### Work to be completed
Locate each line in the records containing "target". Copy it.

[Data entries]
┌──
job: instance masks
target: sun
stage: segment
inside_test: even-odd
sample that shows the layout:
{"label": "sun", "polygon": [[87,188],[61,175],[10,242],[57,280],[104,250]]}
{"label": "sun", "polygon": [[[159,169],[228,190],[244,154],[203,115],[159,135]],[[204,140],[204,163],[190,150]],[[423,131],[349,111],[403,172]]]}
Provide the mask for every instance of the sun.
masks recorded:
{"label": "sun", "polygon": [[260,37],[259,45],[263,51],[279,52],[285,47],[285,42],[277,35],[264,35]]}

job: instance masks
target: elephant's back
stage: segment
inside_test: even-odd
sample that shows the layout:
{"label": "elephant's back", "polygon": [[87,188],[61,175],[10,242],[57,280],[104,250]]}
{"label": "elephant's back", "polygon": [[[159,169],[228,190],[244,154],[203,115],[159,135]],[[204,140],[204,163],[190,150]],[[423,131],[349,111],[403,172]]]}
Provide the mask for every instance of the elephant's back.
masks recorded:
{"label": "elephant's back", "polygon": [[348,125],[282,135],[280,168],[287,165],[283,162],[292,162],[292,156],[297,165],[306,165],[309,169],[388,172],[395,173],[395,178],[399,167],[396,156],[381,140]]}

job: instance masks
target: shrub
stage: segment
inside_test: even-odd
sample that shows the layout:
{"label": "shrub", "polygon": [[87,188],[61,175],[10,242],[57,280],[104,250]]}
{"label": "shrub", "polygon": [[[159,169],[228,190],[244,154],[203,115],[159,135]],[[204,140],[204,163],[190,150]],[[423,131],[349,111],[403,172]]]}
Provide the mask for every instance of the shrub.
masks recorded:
└──
### Problem solution
target: sun
target: elephant's back
target: shrub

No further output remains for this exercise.